Position identification records
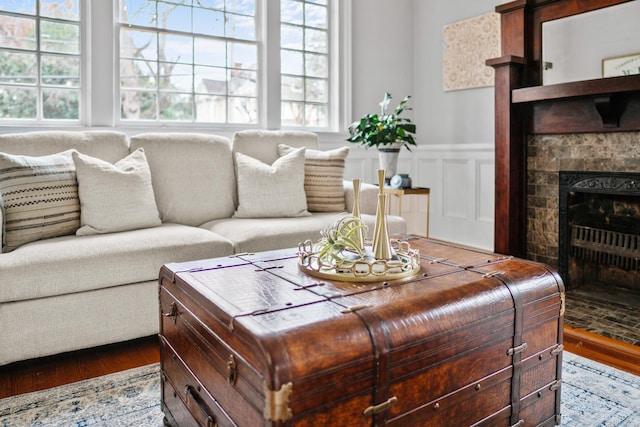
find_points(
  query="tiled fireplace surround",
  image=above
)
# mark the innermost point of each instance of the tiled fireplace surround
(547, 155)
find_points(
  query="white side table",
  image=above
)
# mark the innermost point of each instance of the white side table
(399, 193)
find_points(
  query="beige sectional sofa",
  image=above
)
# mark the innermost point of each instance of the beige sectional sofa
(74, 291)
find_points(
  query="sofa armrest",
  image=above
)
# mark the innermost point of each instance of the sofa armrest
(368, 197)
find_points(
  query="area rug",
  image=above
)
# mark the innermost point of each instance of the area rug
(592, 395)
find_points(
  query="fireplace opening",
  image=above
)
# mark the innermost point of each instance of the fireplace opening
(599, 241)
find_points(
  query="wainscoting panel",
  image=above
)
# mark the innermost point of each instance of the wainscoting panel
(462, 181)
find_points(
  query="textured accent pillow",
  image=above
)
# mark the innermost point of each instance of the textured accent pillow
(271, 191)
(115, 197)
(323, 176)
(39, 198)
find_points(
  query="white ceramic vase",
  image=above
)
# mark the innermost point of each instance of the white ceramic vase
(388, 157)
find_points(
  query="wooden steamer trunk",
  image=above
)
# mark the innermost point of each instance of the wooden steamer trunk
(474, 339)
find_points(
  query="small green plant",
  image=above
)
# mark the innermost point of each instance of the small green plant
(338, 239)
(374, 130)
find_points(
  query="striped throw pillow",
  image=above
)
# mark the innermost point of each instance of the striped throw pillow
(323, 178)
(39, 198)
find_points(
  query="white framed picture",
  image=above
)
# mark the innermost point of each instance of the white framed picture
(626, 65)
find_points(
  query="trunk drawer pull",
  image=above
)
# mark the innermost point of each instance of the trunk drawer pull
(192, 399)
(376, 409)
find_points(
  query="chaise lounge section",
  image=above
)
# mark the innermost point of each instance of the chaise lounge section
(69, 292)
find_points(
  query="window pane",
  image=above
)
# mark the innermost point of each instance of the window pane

---

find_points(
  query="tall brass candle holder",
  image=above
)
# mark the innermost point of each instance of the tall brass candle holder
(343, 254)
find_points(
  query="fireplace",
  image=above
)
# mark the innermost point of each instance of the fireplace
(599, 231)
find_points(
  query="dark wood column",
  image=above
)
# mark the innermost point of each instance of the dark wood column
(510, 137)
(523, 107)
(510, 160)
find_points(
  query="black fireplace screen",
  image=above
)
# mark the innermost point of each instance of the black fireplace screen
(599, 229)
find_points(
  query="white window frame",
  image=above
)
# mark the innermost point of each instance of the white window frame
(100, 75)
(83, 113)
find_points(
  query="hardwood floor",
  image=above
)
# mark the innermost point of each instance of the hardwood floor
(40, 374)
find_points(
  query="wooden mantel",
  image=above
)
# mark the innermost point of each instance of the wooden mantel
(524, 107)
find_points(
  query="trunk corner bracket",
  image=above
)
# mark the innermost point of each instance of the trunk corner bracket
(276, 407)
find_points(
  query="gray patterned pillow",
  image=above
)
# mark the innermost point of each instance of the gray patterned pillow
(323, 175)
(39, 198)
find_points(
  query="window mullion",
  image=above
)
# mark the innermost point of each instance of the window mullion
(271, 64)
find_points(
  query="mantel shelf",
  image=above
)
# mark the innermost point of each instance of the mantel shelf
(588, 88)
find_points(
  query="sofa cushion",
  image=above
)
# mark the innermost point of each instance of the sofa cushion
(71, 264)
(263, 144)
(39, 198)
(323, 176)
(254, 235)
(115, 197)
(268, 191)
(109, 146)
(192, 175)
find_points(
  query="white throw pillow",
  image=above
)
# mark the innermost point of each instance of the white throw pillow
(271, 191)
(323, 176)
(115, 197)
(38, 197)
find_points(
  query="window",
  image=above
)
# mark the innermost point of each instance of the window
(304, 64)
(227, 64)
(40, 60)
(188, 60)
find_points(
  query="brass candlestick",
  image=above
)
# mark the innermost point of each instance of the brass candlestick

- **WHAT IS NEEDED**: Which lines of the data above contain the string "accent"? Copy each of them.

- **OUTPUT OF THE EXERCISE**:
  query="textured accent pillow",
# mark the innermost point of each instance of the textured accent pillow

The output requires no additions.